Stored data entries
┄┄┄┄┄┄┄┄┄┄┄┄┄┄┄┄┄┄┄┄

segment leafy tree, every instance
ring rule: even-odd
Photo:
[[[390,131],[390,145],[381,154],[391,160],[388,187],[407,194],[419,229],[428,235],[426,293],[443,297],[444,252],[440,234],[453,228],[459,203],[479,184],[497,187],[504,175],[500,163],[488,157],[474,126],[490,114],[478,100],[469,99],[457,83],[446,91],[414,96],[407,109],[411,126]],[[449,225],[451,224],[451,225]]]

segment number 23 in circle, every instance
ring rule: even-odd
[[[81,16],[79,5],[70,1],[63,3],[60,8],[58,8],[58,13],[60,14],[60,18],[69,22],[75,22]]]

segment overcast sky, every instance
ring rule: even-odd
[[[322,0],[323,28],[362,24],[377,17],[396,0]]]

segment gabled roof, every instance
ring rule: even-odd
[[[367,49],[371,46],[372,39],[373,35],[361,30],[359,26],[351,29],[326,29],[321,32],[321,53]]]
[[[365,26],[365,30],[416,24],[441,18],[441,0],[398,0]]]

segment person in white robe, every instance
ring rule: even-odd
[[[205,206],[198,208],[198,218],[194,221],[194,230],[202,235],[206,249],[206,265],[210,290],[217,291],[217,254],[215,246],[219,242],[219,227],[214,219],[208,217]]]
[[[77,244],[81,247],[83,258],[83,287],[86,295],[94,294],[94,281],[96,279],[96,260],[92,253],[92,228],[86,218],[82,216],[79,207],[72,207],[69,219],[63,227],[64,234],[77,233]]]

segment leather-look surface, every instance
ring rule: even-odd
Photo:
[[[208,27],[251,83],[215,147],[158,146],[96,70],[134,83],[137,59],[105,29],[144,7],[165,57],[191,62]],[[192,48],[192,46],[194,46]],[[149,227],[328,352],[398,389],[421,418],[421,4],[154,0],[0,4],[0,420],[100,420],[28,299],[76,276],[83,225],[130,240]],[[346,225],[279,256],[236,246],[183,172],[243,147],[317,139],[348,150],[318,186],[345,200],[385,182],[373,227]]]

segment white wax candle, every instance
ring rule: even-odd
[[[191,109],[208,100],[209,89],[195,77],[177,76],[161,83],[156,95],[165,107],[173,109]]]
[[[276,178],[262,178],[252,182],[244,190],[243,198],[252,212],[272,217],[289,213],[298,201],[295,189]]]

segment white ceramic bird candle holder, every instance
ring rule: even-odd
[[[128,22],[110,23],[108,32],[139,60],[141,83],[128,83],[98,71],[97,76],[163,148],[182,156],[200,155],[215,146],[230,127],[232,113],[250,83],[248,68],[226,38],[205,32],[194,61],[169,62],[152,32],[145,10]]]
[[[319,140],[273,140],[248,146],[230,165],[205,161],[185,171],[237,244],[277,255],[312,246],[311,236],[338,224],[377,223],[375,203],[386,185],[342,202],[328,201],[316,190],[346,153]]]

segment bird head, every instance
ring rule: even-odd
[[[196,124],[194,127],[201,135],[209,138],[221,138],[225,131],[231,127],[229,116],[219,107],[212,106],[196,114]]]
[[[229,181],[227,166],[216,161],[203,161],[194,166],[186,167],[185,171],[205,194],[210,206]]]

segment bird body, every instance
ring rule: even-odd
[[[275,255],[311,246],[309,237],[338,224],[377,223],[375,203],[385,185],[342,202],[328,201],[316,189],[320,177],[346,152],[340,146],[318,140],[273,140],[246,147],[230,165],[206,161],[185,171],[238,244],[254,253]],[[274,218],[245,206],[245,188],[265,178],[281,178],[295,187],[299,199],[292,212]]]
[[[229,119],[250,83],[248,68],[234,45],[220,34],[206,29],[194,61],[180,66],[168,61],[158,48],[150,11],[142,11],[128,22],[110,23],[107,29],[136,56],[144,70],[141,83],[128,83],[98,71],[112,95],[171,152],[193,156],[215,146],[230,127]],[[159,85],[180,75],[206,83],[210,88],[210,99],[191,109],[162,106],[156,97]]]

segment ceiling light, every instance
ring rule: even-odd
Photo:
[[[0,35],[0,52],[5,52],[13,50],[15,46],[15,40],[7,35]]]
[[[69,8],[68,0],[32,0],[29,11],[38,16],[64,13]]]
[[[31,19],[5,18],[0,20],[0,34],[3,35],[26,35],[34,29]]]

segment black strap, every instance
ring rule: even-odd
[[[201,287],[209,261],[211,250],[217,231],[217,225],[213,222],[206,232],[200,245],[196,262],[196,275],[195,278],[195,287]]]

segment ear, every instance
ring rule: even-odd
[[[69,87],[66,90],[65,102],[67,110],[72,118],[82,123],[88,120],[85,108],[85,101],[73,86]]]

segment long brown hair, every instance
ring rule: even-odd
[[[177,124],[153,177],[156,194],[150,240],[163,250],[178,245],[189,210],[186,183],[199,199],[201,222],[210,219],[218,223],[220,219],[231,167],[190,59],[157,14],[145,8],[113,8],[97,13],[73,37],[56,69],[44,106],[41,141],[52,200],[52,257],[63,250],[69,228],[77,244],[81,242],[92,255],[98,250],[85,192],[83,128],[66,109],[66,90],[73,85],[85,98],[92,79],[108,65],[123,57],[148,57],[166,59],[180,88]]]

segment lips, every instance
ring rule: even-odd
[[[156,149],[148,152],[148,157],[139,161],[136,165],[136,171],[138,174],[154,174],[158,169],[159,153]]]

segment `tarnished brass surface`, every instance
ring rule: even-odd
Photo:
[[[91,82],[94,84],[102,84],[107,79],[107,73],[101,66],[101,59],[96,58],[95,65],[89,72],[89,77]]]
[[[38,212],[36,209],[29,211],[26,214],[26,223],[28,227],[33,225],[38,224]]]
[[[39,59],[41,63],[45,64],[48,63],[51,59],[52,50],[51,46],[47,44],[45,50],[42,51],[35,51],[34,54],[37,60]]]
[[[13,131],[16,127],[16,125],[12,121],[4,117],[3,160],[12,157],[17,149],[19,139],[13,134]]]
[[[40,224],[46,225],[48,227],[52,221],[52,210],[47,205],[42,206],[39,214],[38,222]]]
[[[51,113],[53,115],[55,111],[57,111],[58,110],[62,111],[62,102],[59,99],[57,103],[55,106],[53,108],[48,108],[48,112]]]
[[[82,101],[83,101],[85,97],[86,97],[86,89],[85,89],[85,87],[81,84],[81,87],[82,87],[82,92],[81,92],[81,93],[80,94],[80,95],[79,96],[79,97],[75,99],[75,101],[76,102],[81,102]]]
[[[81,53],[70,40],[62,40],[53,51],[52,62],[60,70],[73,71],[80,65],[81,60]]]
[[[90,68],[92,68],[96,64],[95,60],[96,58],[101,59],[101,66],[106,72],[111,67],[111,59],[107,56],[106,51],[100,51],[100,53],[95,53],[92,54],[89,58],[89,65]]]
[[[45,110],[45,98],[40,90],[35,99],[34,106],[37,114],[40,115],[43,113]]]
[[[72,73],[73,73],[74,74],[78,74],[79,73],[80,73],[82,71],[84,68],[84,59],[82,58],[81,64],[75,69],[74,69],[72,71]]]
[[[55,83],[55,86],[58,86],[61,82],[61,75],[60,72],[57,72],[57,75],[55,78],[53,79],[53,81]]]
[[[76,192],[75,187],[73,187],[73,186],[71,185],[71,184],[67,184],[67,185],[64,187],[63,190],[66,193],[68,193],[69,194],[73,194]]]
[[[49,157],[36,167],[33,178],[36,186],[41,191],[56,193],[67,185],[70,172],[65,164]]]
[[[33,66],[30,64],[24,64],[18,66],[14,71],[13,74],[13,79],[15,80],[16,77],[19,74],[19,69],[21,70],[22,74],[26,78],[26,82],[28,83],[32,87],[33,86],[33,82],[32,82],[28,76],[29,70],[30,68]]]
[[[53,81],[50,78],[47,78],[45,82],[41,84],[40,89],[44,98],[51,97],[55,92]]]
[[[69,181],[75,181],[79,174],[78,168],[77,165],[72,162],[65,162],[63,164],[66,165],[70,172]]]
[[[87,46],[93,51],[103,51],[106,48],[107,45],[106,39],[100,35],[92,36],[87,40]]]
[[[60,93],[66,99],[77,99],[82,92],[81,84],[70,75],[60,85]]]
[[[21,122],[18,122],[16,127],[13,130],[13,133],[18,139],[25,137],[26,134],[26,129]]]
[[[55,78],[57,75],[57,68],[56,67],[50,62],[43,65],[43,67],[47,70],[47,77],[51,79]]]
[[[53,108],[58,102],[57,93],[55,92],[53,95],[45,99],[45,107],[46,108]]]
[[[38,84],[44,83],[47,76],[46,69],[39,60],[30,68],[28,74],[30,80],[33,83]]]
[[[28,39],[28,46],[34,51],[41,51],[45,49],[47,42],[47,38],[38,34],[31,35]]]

┄┄┄┄┄┄┄┄┄┄┄┄┄┄┄┄┄┄┄┄

STATED GOAL
Reproduce word for word everything from the start of the entries down to and including the line that contains "[[[365,26],[365,30],[416,24],[441,18],[441,0],[398,0]]]".

RIGHT ANSWER
segment leafy tree, every instance
ring rule: even-odd
Photo:
[[[390,131],[390,145],[381,154],[391,160],[388,187],[407,194],[419,229],[428,235],[426,293],[443,297],[444,252],[440,234],[453,228],[459,203],[479,184],[497,187],[504,175],[500,163],[488,157],[474,126],[490,114],[478,100],[469,99],[457,83],[446,91],[414,96],[407,109],[411,126]],[[449,225],[451,224],[451,225]]]

segment number 23 in circle, every instance
ring rule: even-odd
[[[81,16],[79,5],[70,1],[63,3],[60,8],[58,8],[58,13],[60,14],[60,18],[69,22],[75,22]]]

segment overcast sky, every instance
ring rule: even-odd
[[[322,0],[323,28],[362,24],[377,17],[396,0]]]

segment gabled roof, every instance
ring rule: even-odd
[[[367,49],[371,46],[372,39],[373,35],[361,30],[359,26],[351,29],[326,29],[321,32],[321,53]]]
[[[365,26],[365,30],[416,24],[441,18],[441,0],[398,0]]]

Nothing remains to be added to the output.